• [Source text]
An Art Made of Trust Vulnerability and Connection Marina Abramovi TED Talks

Now…

let’s go back in time.

It’s 1974.

There is the gallery somewhere

in the world,

and there is a young girl, age 23,

standing in the middle of the space.

In the front of her is a table.

On the table there are 76 objects

for pleasure and for pain.

Some of the objects are

a glass of water, a coat, a shoe, a rose.

But also the knife,
the razor blade, the hammer

and the pistol with one bullet.

There are instructions which say,

“I’m an object.

You can use everything on the table on me.

I’m taking all responsibility –
even killing me.

And the time is six hours.”

The beginning of this
performance was easy.

People would give me
the glass of water to drink,

they’d give me the rose.

But very soon after,

there was a man who took the scissors
and cut my clothes,

and then they took the thorns of the rose
and stuck them in my stomach.

Somebody took the razor blade
and cut my neck and drank the blood,

and I still have the scar.

The women would tell the men what to do.

And the men didn’t rape me
because it was just a normal opening,

and it was all public,

and they were with their wives.

They carried me around
and put me on the table,

and put the knife between my legs.

And somebody took the pistol and bullet
and put it against my temple.

And another person took the pistol
and they started a fight.

And after six hours were finished,

I…

started walking towards the public.

I was a mess.

I was half-naked, I was full of blood
and tears were running down my face.

And everybody escaped, they just ran away.

They could not confront myself,
with myself as a normal human being.

And then –

what happened

is I went to the hotel,
it was at two in the morning.

And

I looked at myself in the mirror,

and I had a piece of gray hair.

Alright –

please take off your blindfolds.

Welcome to the performance world.

First of all, let’s explain
what the performance is.

So many artists,
so many different explanations,

but my explanation
for performance is very simple.

Performance is a mental
and physical construction

that the performer makes
in a specific time

in a space in front of an audience

and then energy dialogue happens.

The audience and the performer
make the piece together.

And the difference between
performance and theater is huge.

In the theater, the knife is not a knife

and the blood is just ketchup.

In the performance,
the blood is the material,

and the razor blade or knife is the tool.

It’s all about being there
in the real time,

and you can’t rehearse performance,

because you can’t do many
of these types of things twice – ever.

Which is very important,
the performance is –

you know, all human beings
are always afraid of very simple things.

We’re afraid of suffering,
we’re afraid of pain,

we’re afraid of mortality.

So what I’m doing –

I’m staging these kinds of fears
in front of the audience.

I’m using your energy,

and with this energy I can go
and push my body as far as I can.

And then I liberate myself
from these fears.

And I’m your mirror.

If I can do this for myself,
you can do it for you.

After Belgrade, where I was born,

I went to Amsterdam.

And you know, I’ve been doing performances

since the last 40 years.

And here I met Ulay,

and he was the person
I actually fell in love with.

And we made, for 12 years,
performances together.

You know the knife
and the pistols and the bullets,

I exchange into love and trust.

• [Tasks to perform]
[a] Answer these questions using the talk on performance art:
(i) How many objects were on the table in the 1974 performance?
(ii) How long did that performance last?
(iii) For how many years did the speaker and Ulay make performances together?
[b] Quote the part of the talk on performance art that opens with the words containing "started walking towards" and closes with "just ran away.".
[c] Extend the talk on performance art, picking up right after its last sentence.

• [Point annotation dataset records]

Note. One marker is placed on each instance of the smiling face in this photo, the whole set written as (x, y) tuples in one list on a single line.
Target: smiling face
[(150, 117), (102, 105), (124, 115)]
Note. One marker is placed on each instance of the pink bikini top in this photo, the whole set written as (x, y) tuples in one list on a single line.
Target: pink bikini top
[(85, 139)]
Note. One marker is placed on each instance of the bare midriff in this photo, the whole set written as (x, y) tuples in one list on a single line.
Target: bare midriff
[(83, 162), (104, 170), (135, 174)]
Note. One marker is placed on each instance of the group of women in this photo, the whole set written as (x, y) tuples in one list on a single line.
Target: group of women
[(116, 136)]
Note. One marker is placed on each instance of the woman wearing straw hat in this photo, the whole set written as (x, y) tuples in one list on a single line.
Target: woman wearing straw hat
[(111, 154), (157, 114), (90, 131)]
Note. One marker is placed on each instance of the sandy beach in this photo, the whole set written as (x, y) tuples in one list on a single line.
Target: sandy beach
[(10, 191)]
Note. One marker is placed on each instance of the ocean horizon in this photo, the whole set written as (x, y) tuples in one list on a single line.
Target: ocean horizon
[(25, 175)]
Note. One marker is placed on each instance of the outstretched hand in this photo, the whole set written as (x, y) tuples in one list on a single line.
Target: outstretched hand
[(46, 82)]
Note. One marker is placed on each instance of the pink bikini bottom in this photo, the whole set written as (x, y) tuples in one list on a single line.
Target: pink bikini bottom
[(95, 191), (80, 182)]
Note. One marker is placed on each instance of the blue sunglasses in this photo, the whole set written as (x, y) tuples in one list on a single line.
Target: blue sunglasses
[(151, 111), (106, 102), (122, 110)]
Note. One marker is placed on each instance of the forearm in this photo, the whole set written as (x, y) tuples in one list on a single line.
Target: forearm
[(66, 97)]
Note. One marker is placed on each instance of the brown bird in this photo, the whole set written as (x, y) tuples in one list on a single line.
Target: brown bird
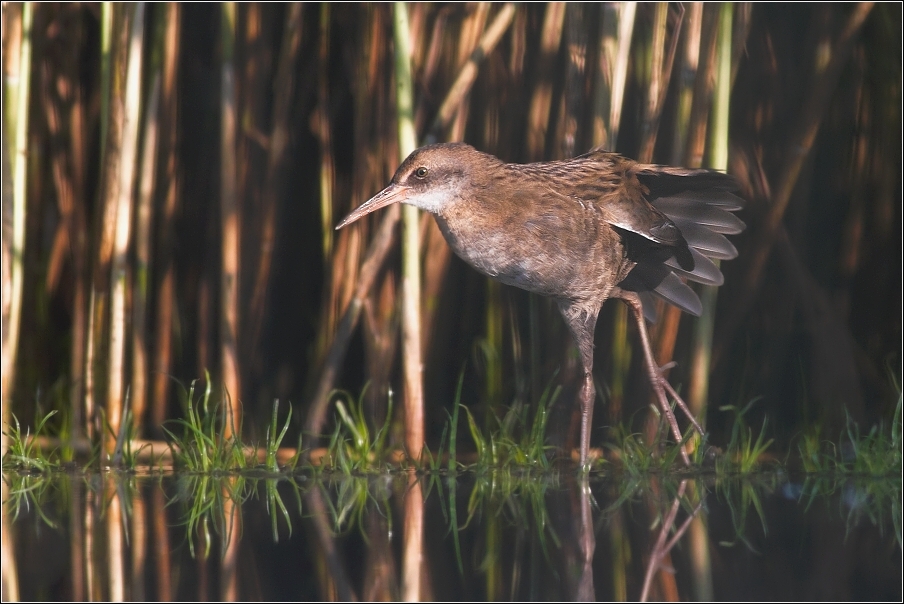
[(581, 231)]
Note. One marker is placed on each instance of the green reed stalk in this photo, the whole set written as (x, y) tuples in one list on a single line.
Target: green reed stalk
[(411, 268), (19, 191), (718, 143)]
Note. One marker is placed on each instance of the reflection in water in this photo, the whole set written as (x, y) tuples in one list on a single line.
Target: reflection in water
[(473, 537)]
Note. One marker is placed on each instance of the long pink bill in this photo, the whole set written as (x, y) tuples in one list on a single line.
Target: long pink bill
[(392, 194)]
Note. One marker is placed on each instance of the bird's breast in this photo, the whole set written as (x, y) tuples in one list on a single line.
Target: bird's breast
[(543, 248)]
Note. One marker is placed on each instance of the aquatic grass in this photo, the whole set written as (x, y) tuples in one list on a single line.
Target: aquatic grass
[(877, 453), (24, 454), (210, 500), (519, 440), (28, 490), (204, 446), (743, 452), (272, 441), (351, 448), (740, 495), (640, 458)]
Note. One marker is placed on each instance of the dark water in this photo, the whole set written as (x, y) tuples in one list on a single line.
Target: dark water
[(488, 537)]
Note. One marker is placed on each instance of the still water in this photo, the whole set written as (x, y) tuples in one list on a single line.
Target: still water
[(114, 536)]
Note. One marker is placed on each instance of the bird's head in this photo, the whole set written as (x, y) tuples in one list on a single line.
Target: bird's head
[(431, 178)]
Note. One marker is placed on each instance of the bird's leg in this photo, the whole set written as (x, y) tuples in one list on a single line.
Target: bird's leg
[(660, 384), (581, 319)]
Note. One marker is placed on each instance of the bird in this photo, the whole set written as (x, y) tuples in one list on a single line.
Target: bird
[(580, 231)]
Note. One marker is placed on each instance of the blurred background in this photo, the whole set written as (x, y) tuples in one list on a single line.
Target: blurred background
[(172, 176)]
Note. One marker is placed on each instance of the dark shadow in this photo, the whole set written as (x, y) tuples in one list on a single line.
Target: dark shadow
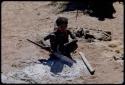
[(55, 64), (95, 8)]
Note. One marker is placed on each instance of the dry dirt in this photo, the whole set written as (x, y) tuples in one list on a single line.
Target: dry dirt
[(30, 20)]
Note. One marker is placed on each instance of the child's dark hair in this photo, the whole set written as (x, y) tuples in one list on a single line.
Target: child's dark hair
[(61, 20)]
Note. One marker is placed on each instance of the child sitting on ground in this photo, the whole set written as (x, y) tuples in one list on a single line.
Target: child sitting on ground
[(59, 39)]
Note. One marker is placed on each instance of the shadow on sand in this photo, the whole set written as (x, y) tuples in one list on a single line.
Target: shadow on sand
[(95, 8), (56, 64)]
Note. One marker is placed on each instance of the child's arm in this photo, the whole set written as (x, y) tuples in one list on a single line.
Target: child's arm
[(71, 35)]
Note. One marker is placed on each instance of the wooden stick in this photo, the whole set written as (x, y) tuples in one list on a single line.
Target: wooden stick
[(89, 67)]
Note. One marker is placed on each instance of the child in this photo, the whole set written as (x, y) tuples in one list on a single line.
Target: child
[(59, 39)]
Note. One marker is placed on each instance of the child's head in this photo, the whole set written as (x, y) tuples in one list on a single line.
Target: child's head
[(62, 23)]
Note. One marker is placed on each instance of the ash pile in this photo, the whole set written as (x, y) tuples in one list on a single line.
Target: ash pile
[(92, 35)]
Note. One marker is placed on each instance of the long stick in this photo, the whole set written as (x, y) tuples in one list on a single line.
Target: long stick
[(89, 67), (43, 47)]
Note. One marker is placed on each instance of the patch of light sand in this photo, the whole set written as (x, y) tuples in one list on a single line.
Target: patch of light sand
[(40, 73)]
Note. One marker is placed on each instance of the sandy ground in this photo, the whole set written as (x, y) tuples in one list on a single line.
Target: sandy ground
[(30, 20)]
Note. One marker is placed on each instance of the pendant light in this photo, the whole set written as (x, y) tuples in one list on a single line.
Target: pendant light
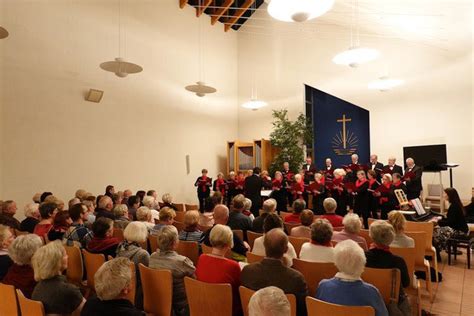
[(298, 10), (119, 66), (355, 55), (200, 88)]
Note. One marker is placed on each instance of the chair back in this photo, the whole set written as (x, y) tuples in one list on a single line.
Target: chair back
[(314, 272), (246, 294), (9, 305), (189, 249), (157, 290), (297, 243), (74, 272), (252, 258), (383, 279), (208, 298), (317, 308), (29, 307), (92, 262), (251, 236)]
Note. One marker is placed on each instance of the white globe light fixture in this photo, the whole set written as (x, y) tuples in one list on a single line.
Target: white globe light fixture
[(298, 10), (355, 56), (384, 84)]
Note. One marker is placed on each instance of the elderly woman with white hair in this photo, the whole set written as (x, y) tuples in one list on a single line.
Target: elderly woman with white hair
[(269, 301), (32, 218), (167, 258), (57, 295), (347, 288), (21, 274), (352, 226)]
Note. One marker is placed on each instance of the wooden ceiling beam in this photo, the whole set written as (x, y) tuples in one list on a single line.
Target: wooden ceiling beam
[(220, 12), (238, 14)]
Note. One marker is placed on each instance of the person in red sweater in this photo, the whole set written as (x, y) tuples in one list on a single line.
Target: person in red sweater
[(330, 206), (216, 268)]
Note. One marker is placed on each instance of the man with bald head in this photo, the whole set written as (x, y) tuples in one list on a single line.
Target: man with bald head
[(221, 216), (271, 271)]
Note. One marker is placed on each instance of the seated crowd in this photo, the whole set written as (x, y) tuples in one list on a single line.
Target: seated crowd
[(35, 260)]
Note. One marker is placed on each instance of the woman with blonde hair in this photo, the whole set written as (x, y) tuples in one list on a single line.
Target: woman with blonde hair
[(57, 295)]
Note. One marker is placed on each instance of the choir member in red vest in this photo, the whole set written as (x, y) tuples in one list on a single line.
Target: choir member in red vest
[(361, 197), (317, 190), (278, 192), (203, 184)]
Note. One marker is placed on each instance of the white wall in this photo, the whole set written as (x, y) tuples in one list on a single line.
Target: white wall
[(433, 107), (146, 124)]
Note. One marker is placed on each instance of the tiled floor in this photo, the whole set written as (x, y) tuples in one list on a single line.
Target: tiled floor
[(454, 296)]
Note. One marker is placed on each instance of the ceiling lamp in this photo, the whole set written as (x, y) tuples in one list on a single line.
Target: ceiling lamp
[(298, 10), (3, 33), (355, 56), (119, 66), (385, 84)]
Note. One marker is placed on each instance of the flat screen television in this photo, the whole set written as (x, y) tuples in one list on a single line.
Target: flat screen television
[(430, 157)]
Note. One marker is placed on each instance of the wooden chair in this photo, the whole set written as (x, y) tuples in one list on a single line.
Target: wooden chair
[(208, 298), (297, 243), (252, 258), (246, 294), (428, 228), (318, 308), (75, 267), (382, 279), (189, 249), (314, 272), (157, 290), (92, 262), (29, 307), (9, 305), (251, 236)]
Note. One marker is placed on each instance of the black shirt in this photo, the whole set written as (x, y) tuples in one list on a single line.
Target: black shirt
[(121, 307)]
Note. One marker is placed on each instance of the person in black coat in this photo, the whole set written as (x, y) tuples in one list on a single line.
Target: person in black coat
[(253, 188), (412, 177)]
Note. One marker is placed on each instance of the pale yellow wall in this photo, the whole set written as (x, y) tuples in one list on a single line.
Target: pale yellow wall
[(146, 124)]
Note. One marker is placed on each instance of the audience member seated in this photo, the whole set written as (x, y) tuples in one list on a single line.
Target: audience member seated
[(6, 238), (7, 212), (397, 220), (330, 206), (298, 206), (272, 272), (268, 207), (237, 220), (134, 234), (352, 226), (180, 266), (216, 268), (21, 274), (167, 216), (320, 248), (61, 223), (103, 241), (269, 301), (47, 213), (191, 230), (78, 234), (122, 219), (380, 257), (112, 285), (57, 295), (32, 217), (221, 216), (273, 221), (347, 288), (304, 230)]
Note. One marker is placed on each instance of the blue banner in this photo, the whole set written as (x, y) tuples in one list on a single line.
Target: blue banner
[(340, 129)]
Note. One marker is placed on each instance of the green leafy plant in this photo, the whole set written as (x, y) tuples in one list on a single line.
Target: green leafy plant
[(289, 137)]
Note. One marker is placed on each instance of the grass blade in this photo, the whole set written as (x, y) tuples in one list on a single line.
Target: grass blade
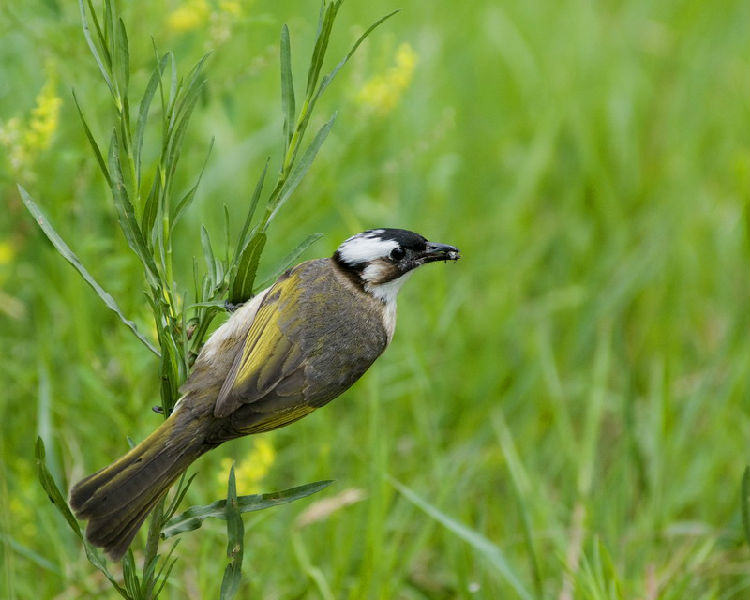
[(476, 540), (235, 543), (194, 516), (70, 256)]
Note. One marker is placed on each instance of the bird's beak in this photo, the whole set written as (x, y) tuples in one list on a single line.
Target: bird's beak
[(435, 252)]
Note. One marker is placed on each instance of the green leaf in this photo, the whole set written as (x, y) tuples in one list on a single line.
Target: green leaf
[(321, 44), (327, 79), (140, 127), (100, 36), (92, 141), (70, 256), (289, 260), (242, 240), (235, 542), (746, 504), (122, 59), (194, 516), (208, 255), (241, 287), (151, 210), (301, 168), (130, 575), (53, 493), (87, 34), (187, 199), (287, 86), (126, 216), (476, 540)]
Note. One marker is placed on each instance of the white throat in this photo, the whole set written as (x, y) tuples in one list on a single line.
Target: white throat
[(387, 294)]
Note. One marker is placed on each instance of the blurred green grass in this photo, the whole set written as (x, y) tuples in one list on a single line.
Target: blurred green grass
[(574, 390)]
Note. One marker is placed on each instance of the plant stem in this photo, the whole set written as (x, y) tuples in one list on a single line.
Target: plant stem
[(152, 546)]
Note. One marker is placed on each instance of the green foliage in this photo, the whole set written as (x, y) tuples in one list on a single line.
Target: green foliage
[(194, 516), (147, 223), (230, 583), (575, 389)]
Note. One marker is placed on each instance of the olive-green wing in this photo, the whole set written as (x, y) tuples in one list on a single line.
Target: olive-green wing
[(269, 361)]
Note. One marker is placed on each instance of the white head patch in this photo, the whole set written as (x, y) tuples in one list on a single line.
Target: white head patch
[(366, 247)]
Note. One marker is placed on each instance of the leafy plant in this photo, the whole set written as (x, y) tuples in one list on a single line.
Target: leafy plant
[(148, 209)]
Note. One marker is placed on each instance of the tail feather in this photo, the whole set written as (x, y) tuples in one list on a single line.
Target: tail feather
[(117, 499)]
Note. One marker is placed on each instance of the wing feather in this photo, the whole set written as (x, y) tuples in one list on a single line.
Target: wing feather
[(269, 358)]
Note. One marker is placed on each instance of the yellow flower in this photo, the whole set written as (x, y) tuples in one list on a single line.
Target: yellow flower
[(231, 7), (250, 471), (25, 141), (7, 252), (190, 15), (382, 92)]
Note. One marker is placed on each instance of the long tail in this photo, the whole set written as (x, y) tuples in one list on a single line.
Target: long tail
[(117, 499)]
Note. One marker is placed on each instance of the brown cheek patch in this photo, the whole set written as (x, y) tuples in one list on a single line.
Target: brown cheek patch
[(384, 271)]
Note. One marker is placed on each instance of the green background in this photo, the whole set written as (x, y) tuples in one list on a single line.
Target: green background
[(575, 389)]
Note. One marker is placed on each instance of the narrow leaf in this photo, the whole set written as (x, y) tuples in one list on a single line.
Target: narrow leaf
[(289, 260), (194, 516), (287, 86), (242, 240), (235, 542), (745, 504), (56, 497), (187, 199), (140, 127), (208, 255), (321, 45), (92, 141), (122, 58), (301, 168), (242, 283), (126, 216), (70, 256), (100, 36), (49, 485), (476, 540), (327, 79), (87, 34)]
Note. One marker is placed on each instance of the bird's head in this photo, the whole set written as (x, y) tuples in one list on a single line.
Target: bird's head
[(382, 259)]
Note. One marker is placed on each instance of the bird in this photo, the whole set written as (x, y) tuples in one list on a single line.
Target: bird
[(287, 351)]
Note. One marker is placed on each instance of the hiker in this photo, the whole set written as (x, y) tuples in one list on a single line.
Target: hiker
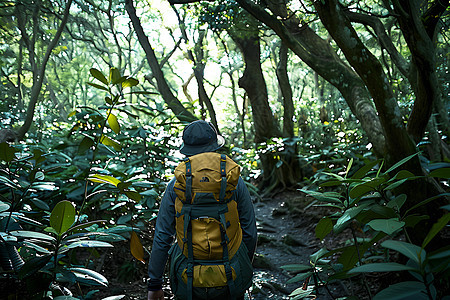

• [Task results]
[a]
(i) 76
(ii) Six hours
(iii) 12 years

[b]
started walking towards the public.

I was a mess.

I was half-naked, I was full of blood
and tears were running down my face.

And everybody escaped, they just ran away.

[c]
So to do this kind work
you have to trust the person completely

because this arrow
is pointing to my heart.

So, heart beating and adrenaline
is rushing and so on,

is about trust, is about total trust
to another human being.

Our relationship was 12 years,

and we worked on so many subjects,
both male and female energy.

And as every relationship
comes to an end, ours went too.

We didn’t make phone calls
like normal human beings do

and say, you know, “This is over.”

We walked the Great Wall
of China to say goodbye.

I started at the Yellow Sea,
and he started from the Gobi Desert.

We walked, each of us, three months,

two and a half thousand kilometers.

It was the mountains, it was difficult.

It was climbing, it was ruins.

It was, you know, going through
the 12 Chinese provinces,

this was before China was open in ‘87.

And we succeeded to meet in the middle

to say goodbye.

And then our relationship stopped.

And now, it completely changed
how I see the public.

And one very important piece
I made in those days

was “Balkan Baroque.”

And this was the time of the Balkan Wars,

and I wanted to create
some very strong, charismatic image,

something that could serve
for any war at any time,

because the Balkan Wars are now finished,
but there’s always some war, somewhere.

So here I am washing

two and a half thousand
dead, big, bloody cow bones.

You can’t wash the blood,
you never can wash shame off the wars.

So I’m washing this six hours, six days,
and wars are coming off these bones,

and becoming possible –
an unbearable smell.

But then something stays in the memory.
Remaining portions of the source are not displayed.